## start

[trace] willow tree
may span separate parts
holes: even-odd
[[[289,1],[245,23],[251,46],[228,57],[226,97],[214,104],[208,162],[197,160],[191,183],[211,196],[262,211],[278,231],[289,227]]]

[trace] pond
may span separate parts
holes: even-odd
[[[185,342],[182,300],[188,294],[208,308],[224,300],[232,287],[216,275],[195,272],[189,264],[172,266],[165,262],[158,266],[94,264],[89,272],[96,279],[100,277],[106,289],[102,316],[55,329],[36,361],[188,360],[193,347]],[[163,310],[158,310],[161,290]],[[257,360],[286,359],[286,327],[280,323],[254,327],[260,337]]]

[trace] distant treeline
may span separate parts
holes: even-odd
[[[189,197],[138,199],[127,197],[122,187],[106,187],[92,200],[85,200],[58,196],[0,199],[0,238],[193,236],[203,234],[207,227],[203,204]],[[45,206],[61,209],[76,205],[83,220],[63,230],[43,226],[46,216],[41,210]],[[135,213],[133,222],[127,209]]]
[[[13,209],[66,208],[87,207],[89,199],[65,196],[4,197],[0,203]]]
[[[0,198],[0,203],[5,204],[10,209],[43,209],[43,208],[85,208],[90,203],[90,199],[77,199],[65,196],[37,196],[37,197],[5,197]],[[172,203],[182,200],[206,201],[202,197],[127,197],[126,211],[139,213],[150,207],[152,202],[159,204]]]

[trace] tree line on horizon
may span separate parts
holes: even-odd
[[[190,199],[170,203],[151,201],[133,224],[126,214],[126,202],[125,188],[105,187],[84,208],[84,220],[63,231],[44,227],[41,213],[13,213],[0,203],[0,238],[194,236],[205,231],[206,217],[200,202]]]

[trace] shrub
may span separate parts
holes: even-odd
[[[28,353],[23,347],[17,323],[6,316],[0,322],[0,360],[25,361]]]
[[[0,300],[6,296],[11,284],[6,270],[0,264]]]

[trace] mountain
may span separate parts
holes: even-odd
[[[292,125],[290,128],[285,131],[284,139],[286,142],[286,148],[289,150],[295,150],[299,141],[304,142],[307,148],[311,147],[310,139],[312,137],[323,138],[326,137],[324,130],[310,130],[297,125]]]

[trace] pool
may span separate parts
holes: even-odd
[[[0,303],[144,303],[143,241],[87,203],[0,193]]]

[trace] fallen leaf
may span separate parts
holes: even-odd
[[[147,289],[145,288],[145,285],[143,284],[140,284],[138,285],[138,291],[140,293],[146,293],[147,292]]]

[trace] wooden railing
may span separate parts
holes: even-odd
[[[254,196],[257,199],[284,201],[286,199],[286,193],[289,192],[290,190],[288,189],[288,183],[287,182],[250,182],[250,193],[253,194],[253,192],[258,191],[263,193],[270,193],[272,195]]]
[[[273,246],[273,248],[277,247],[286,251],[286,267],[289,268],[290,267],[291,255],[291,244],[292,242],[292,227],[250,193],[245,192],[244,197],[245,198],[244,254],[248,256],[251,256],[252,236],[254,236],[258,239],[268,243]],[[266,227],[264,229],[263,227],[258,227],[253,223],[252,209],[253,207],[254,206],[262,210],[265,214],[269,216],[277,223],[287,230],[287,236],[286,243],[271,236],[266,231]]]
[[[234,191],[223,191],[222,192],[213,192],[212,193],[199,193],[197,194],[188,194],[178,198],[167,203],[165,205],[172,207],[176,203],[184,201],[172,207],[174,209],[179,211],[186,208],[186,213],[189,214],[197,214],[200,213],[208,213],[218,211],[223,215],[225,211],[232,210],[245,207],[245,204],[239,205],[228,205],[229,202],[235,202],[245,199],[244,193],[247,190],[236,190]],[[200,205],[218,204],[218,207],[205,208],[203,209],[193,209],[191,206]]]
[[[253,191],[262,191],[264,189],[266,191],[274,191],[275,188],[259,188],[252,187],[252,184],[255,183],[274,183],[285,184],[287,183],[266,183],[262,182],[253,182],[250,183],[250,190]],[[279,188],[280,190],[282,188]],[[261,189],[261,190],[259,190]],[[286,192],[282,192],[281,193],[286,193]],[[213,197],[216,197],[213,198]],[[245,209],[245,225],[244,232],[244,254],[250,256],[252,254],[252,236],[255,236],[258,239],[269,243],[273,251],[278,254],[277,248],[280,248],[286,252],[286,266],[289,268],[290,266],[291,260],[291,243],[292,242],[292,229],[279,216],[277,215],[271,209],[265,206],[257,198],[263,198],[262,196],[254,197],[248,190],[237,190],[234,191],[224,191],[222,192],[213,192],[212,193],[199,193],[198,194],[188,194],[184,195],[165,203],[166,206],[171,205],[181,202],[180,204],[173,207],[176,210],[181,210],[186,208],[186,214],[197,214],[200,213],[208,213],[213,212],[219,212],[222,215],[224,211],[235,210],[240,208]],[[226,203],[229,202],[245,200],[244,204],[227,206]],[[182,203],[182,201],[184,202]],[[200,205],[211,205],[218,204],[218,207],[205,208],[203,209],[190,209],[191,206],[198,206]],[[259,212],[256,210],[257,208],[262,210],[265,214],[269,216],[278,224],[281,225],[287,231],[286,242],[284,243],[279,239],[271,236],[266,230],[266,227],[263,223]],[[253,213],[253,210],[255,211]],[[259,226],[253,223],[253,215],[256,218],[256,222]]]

## end

THE REQUEST: Copy the records from the line containing "[trace] pond" through the line containing "[[[0,300],[6,296],[11,284],[6,270],[0,264]]]", replacing "shrub" with "bush" and leaving everything else the same.

SOLVED EXERCISE:
[trace] pond
may span separate parts
holes: even-odd
[[[185,342],[182,300],[188,294],[208,308],[224,300],[232,287],[216,275],[195,272],[189,264],[172,266],[165,262],[158,266],[94,264],[89,272],[96,279],[100,277],[106,289],[102,316],[55,329],[36,361],[188,360],[193,347]],[[163,310],[158,310],[161,290]],[[257,360],[286,359],[286,327],[280,323],[254,327],[260,337]]]

[trace] distant treeline
may span separate parts
holes: even-odd
[[[189,197],[138,199],[127,197],[122,187],[106,187],[92,200],[85,200],[58,196],[0,199],[0,238],[193,236],[203,234],[207,227],[203,204]],[[45,206],[61,209],[76,205],[83,220],[63,230],[43,226],[46,216],[41,210]],[[135,213],[133,222],[127,209]]]
[[[13,209],[66,208],[87,207],[89,199],[65,196],[4,197],[0,203]]]
[[[0,198],[0,203],[5,204],[10,209],[43,209],[43,208],[85,208],[90,203],[90,199],[77,199],[65,196],[37,196],[37,197],[5,197]],[[172,203],[182,200],[206,201],[202,197],[127,197],[126,211],[139,213],[150,207],[152,202],[159,204]]]

[trace] tree line on horizon
may span separate parts
holes: even-odd
[[[190,199],[170,203],[151,201],[133,224],[126,214],[126,202],[125,188],[105,187],[84,208],[84,220],[63,231],[44,227],[41,213],[13,213],[0,203],[0,238],[194,236],[205,231],[206,217],[200,202]]]

[trace] bush
may span separate parts
holes: even-odd
[[[28,353],[23,347],[17,323],[6,316],[0,322],[0,360],[25,361]]]
[[[0,300],[6,296],[11,284],[6,270],[0,264]]]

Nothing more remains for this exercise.